- What is expected: Please gather every line in the records below that contains the string "skin", with case counting.

## BEGIN Exercise input

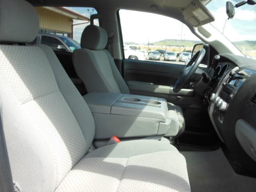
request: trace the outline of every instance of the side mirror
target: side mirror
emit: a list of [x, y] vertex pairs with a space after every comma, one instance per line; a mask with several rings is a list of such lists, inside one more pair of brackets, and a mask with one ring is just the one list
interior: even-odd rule
[[226, 12], [228, 15], [228, 19], [232, 19], [235, 16], [235, 8], [230, 1], [227, 1], [226, 4]]
[[57, 49], [60, 51], [66, 51], [66, 47], [62, 45], [59, 45], [57, 46]]
[[204, 48], [204, 44], [203, 43], [198, 43], [198, 44], [195, 44], [194, 45], [194, 47], [193, 48], [193, 50], [192, 50], [192, 52], [191, 54], [191, 58], [192, 58], [195, 54], [196, 53], [196, 52], [200, 50], [202, 48]]

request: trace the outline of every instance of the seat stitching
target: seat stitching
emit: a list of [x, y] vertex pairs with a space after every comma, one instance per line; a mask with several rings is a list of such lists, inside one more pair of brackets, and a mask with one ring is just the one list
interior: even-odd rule
[[127, 163], [128, 162], [128, 159], [129, 159], [129, 158], [127, 158], [127, 159], [126, 160], [126, 163], [125, 166], [124, 166], [124, 170], [123, 170], [123, 172], [122, 173], [122, 174], [121, 175], [121, 176], [120, 177], [120, 180], [119, 180], [119, 183], [118, 184], [118, 186], [117, 186], [117, 188], [116, 188], [116, 192], [118, 191], [118, 188], [119, 188], [119, 186], [120, 186], [120, 184], [121, 183], [121, 182], [122, 181], [122, 178], [123, 178], [123, 176], [124, 176], [124, 172], [125, 171], [125, 170], [127, 166]]
[[40, 99], [40, 98], [42, 98], [43, 97], [45, 97], [46, 96], [48, 96], [48, 95], [51, 95], [52, 94], [53, 94], [54, 93], [56, 93], [57, 92], [58, 92], [59, 91], [59, 90], [58, 90], [58, 89], [56, 89], [56, 90], [50, 92], [49, 92], [47, 93], [46, 93], [44, 94], [42, 94], [41, 95], [39, 96], [37, 96], [35, 97], [32, 97], [32, 99], [30, 99], [29, 100], [26, 101], [26, 102], [24, 102], [24, 103], [22, 103], [22, 104], [25, 104], [27, 103], [28, 103], [29, 102], [30, 102], [30, 101], [34, 101], [37, 99]]

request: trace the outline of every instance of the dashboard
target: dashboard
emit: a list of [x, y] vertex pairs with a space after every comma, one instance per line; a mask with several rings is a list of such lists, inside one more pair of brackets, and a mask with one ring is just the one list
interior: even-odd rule
[[235, 171], [242, 167], [255, 173], [256, 60], [231, 54], [219, 56], [208, 74], [213, 90], [208, 108], [210, 118]]

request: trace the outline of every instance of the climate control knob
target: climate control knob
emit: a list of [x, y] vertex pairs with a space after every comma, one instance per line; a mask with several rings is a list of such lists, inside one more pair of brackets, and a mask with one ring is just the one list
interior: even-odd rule
[[228, 109], [228, 104], [224, 101], [222, 101], [221, 103], [221, 104], [219, 107], [220, 110], [222, 111], [225, 111]]
[[216, 106], [220, 108], [220, 106], [221, 106], [222, 102], [223, 102], [223, 100], [222, 100], [222, 99], [221, 98], [220, 98], [220, 99], [219, 99], [219, 100], [216, 103]]
[[215, 93], [212, 93], [210, 98], [210, 100], [211, 101], [213, 101], [215, 99], [215, 97], [216, 97], [216, 94]]
[[216, 105], [219, 102], [219, 100], [220, 100], [220, 97], [218, 96], [215, 98], [215, 99], [214, 100], [214, 102], [215, 104], [216, 104]]

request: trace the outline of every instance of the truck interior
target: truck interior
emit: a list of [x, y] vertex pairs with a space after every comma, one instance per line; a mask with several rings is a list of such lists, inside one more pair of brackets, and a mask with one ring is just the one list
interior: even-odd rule
[[[254, 1], [219, 0], [226, 21], [256, 16]], [[256, 191], [256, 60], [211, 24], [212, 2], [0, 0], [0, 191]], [[97, 14], [81, 48], [60, 51], [31, 43], [35, 7]], [[202, 43], [185, 64], [126, 58], [121, 10]]]

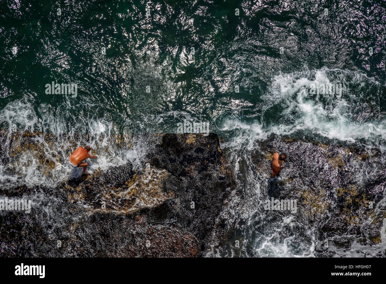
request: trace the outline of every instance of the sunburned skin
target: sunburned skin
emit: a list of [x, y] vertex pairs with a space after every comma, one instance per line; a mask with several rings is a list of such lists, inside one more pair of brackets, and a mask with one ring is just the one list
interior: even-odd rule
[[279, 153], [276, 152], [273, 154], [273, 156], [272, 157], [271, 169], [272, 170], [272, 177], [273, 178], [274, 178], [279, 172], [284, 168], [284, 167], [281, 166], [283, 163], [283, 161], [279, 159]]
[[83, 147], [80, 147], [71, 154], [68, 157], [68, 160], [73, 165], [78, 165], [78, 167], [83, 167], [83, 173], [86, 172], [86, 169], [87, 168], [88, 164], [87, 163], [83, 163], [83, 161], [86, 159], [95, 159], [98, 158], [96, 156], [91, 156], [88, 153], [88, 151]]

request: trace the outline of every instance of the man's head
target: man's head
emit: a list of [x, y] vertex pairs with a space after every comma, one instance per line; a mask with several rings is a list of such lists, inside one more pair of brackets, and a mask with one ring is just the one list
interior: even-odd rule
[[287, 158], [288, 157], [286, 153], [281, 153], [279, 156], [279, 160], [286, 162], [287, 162]]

## END Exercise input

- Problem solution:
request: trace the outline of every instance of the sunburned skin
target: sunburned skin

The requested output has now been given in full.